X09=U0020;  control HT as space

X0A=U0020;  control LF as space

X0B=U0020;  control VT as space

X0C=U0020;  control FF as space

X0D=U0020;  control CR as space

X0E=U251C;  box T right

X0F=U2524;  box T left

X10=U2070;  superscript 0

X11=U207A;  superscript +

X12=U207D;  superscript (

X13=U207E;  superscript )

X14=U2074;  superscript 4

X15=U2075;  superscript 5

X16=U2076;  superscript 6

X17=U2077;  superscript 7

X18=U2078;  superscript 8

X19=U2079;  superscript 9

X1A=U0020;  control EOF as space

X1B=U0020;  control ESC as space

X1C=U2514;  box LL

X1D=U2518;  box LR

X1E=U250C;  box UL

X1F=U2510;  box UR

X7F=U0020;  control DEL as space

X97=U2500;  box horizontal

X81=U253C;  box intersection

X90=U25AA;  black square

X8D=U2264;  LE

X8F=U2260;  NE

X9D=U2265;  GE

XA0=U0020;  non-breaking space

XAF=U207B;  superscript - 00AF may be OK too


Notice that if you had data with embedded CR and LF characters (say, if your file was RECFM F and EOL NONE), that might be valid as screen data while editing, but your printer may object.  In addition, our Raster screen fonts have the special  CR  and  LF  symbols as single characters, but most printer fonts do not have these defined.  To avoid such data causing problems for your printer, you should map these control codes to space (U0020) so that it won't interfere with the printer's normal operation.

**Material supplied**
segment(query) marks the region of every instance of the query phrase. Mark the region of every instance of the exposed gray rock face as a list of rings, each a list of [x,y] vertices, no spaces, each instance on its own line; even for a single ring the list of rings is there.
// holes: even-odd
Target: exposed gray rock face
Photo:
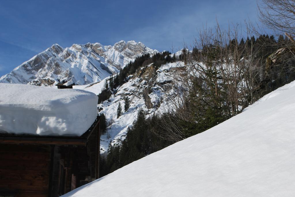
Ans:
[[[55,44],[0,77],[0,82],[51,86],[64,80],[83,85],[118,72],[138,56],[157,52],[134,41],[121,41],[114,46],[74,44],[65,48]]]

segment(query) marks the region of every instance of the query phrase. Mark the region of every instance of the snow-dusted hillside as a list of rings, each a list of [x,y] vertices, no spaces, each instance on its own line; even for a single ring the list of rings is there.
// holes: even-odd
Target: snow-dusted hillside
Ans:
[[[0,82],[51,86],[64,80],[86,84],[118,72],[137,57],[157,52],[134,41],[113,46],[74,44],[64,49],[55,44],[0,77]]]
[[[294,84],[63,196],[292,196]]]
[[[140,109],[146,112],[148,117],[161,111],[166,104],[165,102],[166,100],[163,99],[164,97],[173,96],[173,93],[167,93],[167,90],[164,92],[163,88],[164,87],[166,89],[171,88],[177,82],[173,79],[173,69],[182,63],[178,62],[163,65],[156,70],[155,73],[153,66],[148,65],[130,76],[128,82],[118,87],[116,93],[108,100],[98,105],[99,112],[104,113],[108,122],[111,122],[106,133],[101,137],[101,153],[107,150],[110,142],[112,144],[119,143],[120,140],[124,139],[127,129],[136,119]],[[108,79],[108,77],[100,82],[89,85],[75,86],[73,88],[98,95],[104,88],[105,80]],[[145,91],[147,92],[145,99]],[[130,107],[127,111],[124,112],[117,118],[117,109],[119,102],[124,109],[125,96],[128,97],[130,99]]]

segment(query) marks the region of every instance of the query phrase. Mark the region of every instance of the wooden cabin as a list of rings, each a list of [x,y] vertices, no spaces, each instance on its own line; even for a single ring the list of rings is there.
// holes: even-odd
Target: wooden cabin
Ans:
[[[66,85],[64,84],[64,83],[58,83],[55,85],[55,86],[57,86],[57,88],[58,89],[72,89],[73,86],[75,85],[73,83],[69,85]]]
[[[98,178],[99,119],[80,137],[0,133],[0,197],[60,196]]]

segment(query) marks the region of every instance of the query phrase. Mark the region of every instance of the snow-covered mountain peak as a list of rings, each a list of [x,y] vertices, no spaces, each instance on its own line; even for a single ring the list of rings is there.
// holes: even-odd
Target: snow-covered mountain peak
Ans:
[[[83,85],[117,73],[130,61],[157,52],[141,43],[121,41],[114,46],[99,43],[53,45],[0,77],[0,82],[52,86],[59,81]]]

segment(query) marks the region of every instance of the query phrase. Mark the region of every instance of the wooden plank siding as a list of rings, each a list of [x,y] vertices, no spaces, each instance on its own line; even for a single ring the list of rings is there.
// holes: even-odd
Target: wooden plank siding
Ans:
[[[0,188],[17,190],[17,196],[47,196],[50,148],[0,144]]]
[[[0,196],[57,197],[98,178],[99,127],[98,117],[79,137],[0,133]]]

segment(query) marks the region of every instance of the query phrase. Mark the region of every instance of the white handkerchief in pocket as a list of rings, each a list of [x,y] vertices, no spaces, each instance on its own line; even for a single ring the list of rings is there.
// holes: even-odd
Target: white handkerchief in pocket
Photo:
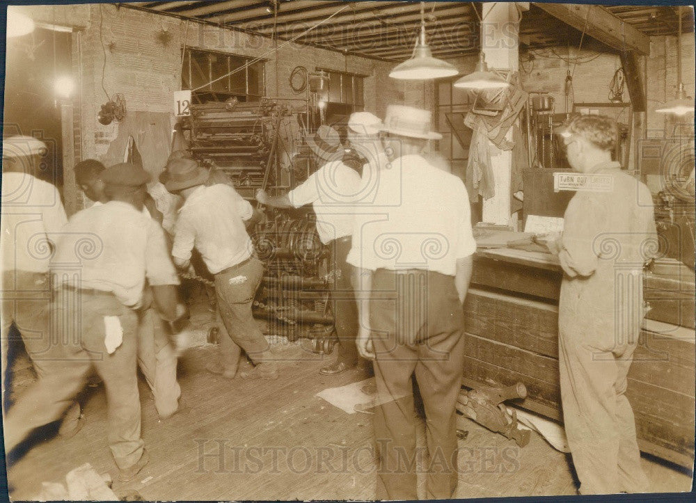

**Work to do**
1/ Answer these questions from the character mapping text:
(a) Which Unicode value is X1E mapped to?
(b) According to the closing paragraph, what do most printer fonts not have defined?
(c) Which Unicode value is X8F mapped to, and what label does it carry?
2/ Decide whether each statement agrees with the character mapping text. Answer yes or no, and quote the words that settle it.
(a) X0E is mapped to U2524.
(b) The text advises mapping the control codes to space.
(c) XA0 is described as a non-breaking space.
3/ Carry the character mapping text on from its final sentence.
The items do not have to be consulted.

**Outputs by task**
1/
(a) U250C (box UL).
(b) The special CR and LF symbols as single characters.
(c) U2260, labeled NE.

2/
(a) No: "X0E=U251C;  box T right"
(b) Yes: "you should map these control codes to space (U0020)"
(c) Yes: "XA0=U0020;  non-breaking space"

3/
If you have a regular text file, rather than one with EOL NONE, SPFLite takes care of the line termination for you.  Don't worry - even though you might have CR and LF mapped to U0020 as shown above, this won't change how a regular text file is printed.  You'd only get CR and LF changed to blanks if they were data values in your file (in an EOL NONE file), but not when they are part of ordinary text file lines.


Future plans for Unicode Mapping Files


In theory, based on the way we have designed the naming conventions for Unicode Mapping Files, it is conceivable that some day we could add support for mapping of screen fonts, in addition to printer fonts.  If this were done, you could have one common mapping file for both, using a file of SPFLite.Unicode, or if the mappings were different, you could have an SPFLite.Print.Unicode and an SPFLite.Display.Unicode.  That would make it possible to use any fixed font as a display font (rather than just our special Raster screen fonts), and set aside certain special characters as alternative Ansi codes.


In theory, we could also tailor the Unicode mapping of files differently, depending on their file type, by adding some kind of enhanced PROFILE support.  If that were done, the default prefix of SPFLite on a .Unicode file would be changed to something else.


Such changes would be more involved than the basic Unicode mapping support we have presently added for printers.  We are not making any promises as to if or when support for these features might be added.  Any enhancements that are made will be announced on the SPFLite forum if and when they become available.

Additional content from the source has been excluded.